(Exercise input)
#####
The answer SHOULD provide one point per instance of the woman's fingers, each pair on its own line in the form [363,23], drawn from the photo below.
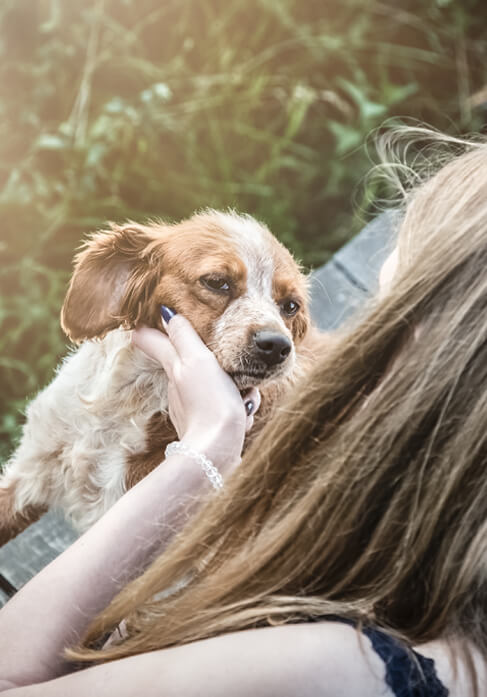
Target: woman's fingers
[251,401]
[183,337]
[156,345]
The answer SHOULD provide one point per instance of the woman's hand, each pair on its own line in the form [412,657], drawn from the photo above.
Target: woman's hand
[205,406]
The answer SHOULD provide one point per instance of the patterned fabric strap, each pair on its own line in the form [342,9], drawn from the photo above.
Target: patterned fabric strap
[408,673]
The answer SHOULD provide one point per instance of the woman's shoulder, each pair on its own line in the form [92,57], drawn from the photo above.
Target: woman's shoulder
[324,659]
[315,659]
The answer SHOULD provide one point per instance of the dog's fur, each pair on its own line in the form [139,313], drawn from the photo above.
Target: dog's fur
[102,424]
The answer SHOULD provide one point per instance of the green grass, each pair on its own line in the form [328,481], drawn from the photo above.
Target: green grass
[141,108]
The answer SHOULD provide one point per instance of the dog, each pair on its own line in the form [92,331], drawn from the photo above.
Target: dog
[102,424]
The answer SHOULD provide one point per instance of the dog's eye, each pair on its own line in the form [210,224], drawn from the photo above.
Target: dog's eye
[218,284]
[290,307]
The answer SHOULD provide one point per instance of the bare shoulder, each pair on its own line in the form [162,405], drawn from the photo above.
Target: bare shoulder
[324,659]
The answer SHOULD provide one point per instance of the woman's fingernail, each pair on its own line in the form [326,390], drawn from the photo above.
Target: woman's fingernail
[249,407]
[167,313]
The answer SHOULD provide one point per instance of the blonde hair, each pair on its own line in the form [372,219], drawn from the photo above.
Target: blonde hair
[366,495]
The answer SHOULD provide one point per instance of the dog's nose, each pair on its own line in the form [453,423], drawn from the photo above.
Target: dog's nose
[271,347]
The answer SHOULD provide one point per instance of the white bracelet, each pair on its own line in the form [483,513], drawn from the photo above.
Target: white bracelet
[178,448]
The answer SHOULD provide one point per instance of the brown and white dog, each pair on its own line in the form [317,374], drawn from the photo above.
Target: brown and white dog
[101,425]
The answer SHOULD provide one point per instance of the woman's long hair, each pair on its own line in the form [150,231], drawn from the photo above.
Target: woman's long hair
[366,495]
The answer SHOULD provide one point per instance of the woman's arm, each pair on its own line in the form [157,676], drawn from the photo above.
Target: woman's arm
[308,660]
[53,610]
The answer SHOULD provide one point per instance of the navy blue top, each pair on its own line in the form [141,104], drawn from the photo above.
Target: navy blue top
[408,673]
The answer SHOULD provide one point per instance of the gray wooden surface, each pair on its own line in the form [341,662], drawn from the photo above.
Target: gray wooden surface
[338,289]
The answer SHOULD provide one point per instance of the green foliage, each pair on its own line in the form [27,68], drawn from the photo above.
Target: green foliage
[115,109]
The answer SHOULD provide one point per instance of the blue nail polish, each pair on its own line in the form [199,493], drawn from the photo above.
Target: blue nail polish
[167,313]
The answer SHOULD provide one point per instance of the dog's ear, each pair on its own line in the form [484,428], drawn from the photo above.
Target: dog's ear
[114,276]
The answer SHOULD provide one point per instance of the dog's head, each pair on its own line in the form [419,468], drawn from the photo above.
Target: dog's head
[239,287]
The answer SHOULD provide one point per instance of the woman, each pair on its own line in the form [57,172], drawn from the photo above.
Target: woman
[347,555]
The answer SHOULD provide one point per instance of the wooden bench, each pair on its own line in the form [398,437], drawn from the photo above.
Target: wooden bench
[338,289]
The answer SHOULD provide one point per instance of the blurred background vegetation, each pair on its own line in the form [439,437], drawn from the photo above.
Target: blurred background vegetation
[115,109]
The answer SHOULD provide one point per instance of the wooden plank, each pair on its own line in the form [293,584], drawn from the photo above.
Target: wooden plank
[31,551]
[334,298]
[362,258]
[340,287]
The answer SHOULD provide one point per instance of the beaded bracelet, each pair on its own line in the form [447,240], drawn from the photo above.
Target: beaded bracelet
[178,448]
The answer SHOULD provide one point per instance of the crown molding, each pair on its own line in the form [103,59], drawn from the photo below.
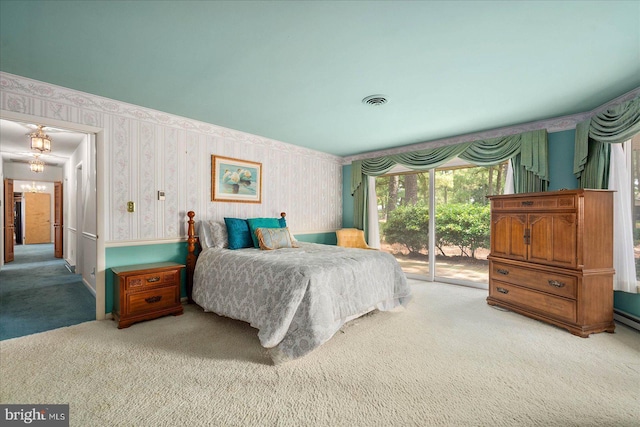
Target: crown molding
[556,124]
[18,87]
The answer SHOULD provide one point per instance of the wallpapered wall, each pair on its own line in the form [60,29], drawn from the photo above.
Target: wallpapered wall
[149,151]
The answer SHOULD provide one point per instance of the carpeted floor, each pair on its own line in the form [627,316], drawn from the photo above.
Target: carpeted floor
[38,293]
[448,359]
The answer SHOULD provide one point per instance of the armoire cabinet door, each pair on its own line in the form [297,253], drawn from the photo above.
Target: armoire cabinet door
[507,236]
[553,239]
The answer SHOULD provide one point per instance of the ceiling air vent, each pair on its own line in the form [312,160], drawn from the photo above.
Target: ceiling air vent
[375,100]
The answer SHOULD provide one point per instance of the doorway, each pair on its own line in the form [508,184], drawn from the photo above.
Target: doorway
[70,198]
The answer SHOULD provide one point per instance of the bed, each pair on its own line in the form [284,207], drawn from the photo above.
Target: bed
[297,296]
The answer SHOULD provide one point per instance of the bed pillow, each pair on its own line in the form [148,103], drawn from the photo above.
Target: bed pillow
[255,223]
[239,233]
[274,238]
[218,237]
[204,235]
#####
(Job) Images must not appear in the copy; reproduce everything else in the records verbatim.

(Solution)
The answer SHOULD provide one point per instance of the woman's fingers, each pair on its own line in the form [363,23], drawn from the photo below.
Target: woman's fingers
[251,401]
[183,337]
[156,345]
The answer SHOULD provide one point per instance of the woman's hand, each pair on its own line in the form [412,657], drawn from the photo above.
Target: woman's hand
[205,406]
The answer SHOULD provide one point per instance of the patterned fabric strap, each pair on its own line in the form [342,9], drawn from the photo above.
Target: patterned fabric strap
[408,673]
The answer SHOULD provide one point per instance of the woman's shoulder, each pair on its own line in the form [92,57], drawn from the photo above.
Target: woman's shoulder
[324,659]
[315,659]
The answer SHOULD provide one point per instance of the dog's fur, each pair on its own line in the form [139,313], drawn from the photo above.
Target: dog's fur
[102,424]
The answer SHOULD provide one point per instance of the green grass, each pair on its own line in the form [328,481], drawn from the photo above.
Target: green grass
[141,108]
The answer SHOULD provide one point per instance of the dog, each pair on its own line in the form [92,331], drawn from the photo above.
Target: dog
[102,424]
The answer SHOULD provide one point per instance of the dog's eye, each pair on its own line in the form [210,224], drawn from the photo above.
Target: dog's eye
[218,284]
[290,307]
The answer SHOULD provide one point per instance of the bare shoulder, each pair on its own line in the form [162,405], drawn from the photo above.
Target: bare shoulder
[324,659]
The answer SHOULD provide one point per instance of the woman's fingernail, each pair on its own line in the form [326,390], drawn from the photo above.
Target: woman's fingernail
[249,407]
[167,313]
The answer SHOULD provide one point per instance of the blonde hair, each pair on its own line in the form [372,219], drawn from the photo above.
Target: blonde hair
[366,495]
The answer SHOULD provide one point per instance of the dog's nose, each pair on its own line in the form [453,423], drawn from the photo above.
Target: dog's nose
[271,347]
The answer SHOULD provide one point per instance of the white bracelet, each pair on its own line in the form [483,513], drawn from the photo above.
Target: white bracelet
[178,448]
The answer SHOULD provide one point per instance of the brown and white dog, each pair on its own line in the form [317,374], drawn from the photo above.
Target: brown and white dog
[101,425]
The answer SHOULD provide one point per instance of the woman's long hair, each pair on its own line in the form [150,231], drawn from the photo above.
Target: woman's long hair
[366,495]
The answer SHOULD provide one point per instance of the woman's arm, each pair on its own line in the form [157,676], drawn from the photo above.
Target: woman's arm
[308,660]
[53,610]
The answer SHOULD provide one point per instance of the navy blue top, each pair on its own line in the form [141,104], drawn from the photo above.
Target: navy blue top
[408,673]
The answer SHOULD provide one point per instance of the gray wooden surface, each pair on its own line in the form [341,662], drawn from the photo above.
Target: gray wooden surface
[338,289]
The answer SHOULD provide one point per instance of the green foliage, each pair on its own line in the form [27,68], drawn from the photo above.
Target: green foliage
[115,109]
The answer SHOULD provide one point per instance of the blue nail polish, each pair on its own line in the form [199,493], drawn from the photo above.
Target: blue nail polish
[167,313]
The answer SHOULD provide one point per instance of the dog's ear, each pair on its own line in the form [484,428], drawn from the photo above.
Target: dog's ear
[114,276]
The answer SHOULD provide one point per instance of the dog's head, each pair on its own line in the form [419,468], drawn from the photo above.
Target: dog's head
[239,287]
The answer SHOULD provide one point per instance of the woman, each pair on its own line in the form [57,172], drawn from the photo above.
Target: woman
[347,555]
The answer SHOULD provide one point per instance of the wooden bench, each pair on its own line in the form [398,437], drawn from the photo above.
Target: wooden bench
[338,289]
The answer SHOULD provide one point per instance of the blurred background vegetation, each pair on its own line in the form [439,437], drawn from the photo above.
Target: blurred background vegetation
[115,109]
The answer SHOULD provide one point per instance of the wooden plank, each pair on its own line in the form [293,584], drawn from the photo above.
Target: wooden plank
[31,551]
[334,298]
[362,258]
[340,287]
The answer SHOULD provide one point per instance of the beaded bracelet, each pair on its own line in the form [447,240], drawn from the photo above.
Target: beaded bracelet
[178,448]
The answer SHOULD provide one point per instance of the crown molding, each pair on its own line in the form [103,59], drawn from the photo below.
Target: crown molding
[556,124]
[18,87]
The answer SHOULD provide one point per instance of the wallpapered wall, each pair on its own line in the form [60,29], drawn from the photo above.
Target: wallpapered wall
[149,151]
The answer SHOULD provide one point per instance of the carpeted floor, each pair on its own line in the form [627,316], drawn from the photo above.
Target: carpeted floor
[38,293]
[448,359]
The answer SHOULD provide one point per instance of the armoire cabinet door, each pair on its own line in the form [297,253], drawn from the photo above.
Target: armoire cabinet door
[507,236]
[553,239]
The answer SHOULD provide one point per instance of the ceiling air vent, each pair on its own line in the form [312,160], drawn from the photo above.
Target: ceiling air vent
[375,100]
The answer SHOULD provide one point per instance of the doorway, each pair on its own line in the form [508,184], drawn from the photo above.
Target: doorway
[70,198]
The answer SHOULD provide one point per instance of the bed, each pair on its own line in the form [284,207], drawn from the photo above.
Target: bed
[297,296]
The answer SHOULD provide one point per instance of the bed pillow, each pair on its own line in the form [148,103], drawn from the photo above.
Target: bed pillow
[255,223]
[239,233]
[274,238]
[218,237]
[204,235]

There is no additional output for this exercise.